## Exercise goal
Return all the data below as it stands, minus the pictures.

## start Recorded data

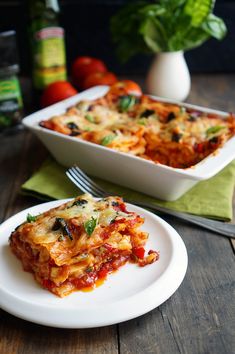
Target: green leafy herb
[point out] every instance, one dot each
(30, 218)
(164, 26)
(214, 130)
(90, 225)
(107, 139)
(60, 223)
(126, 102)
(90, 118)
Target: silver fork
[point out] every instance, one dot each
(87, 185)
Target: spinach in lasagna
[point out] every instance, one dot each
(71, 247)
(161, 132)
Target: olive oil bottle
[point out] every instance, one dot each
(11, 104)
(47, 43)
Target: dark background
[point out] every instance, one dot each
(87, 33)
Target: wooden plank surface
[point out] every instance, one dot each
(198, 318)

## end Recorded data

## Answer to this task
Target: green leafy herb
[point out] every instance, one dot each
(30, 218)
(164, 26)
(214, 130)
(90, 225)
(107, 139)
(60, 223)
(126, 102)
(90, 118)
Target: silver fork
[point out] every instance, one dot each
(87, 185)
Target: spinach in lasagna
[point out] every instance, one dot each
(71, 247)
(161, 132)
Target: olive oil bottle
[point out] every instance, one dot each
(11, 104)
(47, 43)
Target: dark background
[point out] every instance, one dot each
(87, 33)
Target: wooden plank surface
[point out] every instance, one dot each
(198, 318)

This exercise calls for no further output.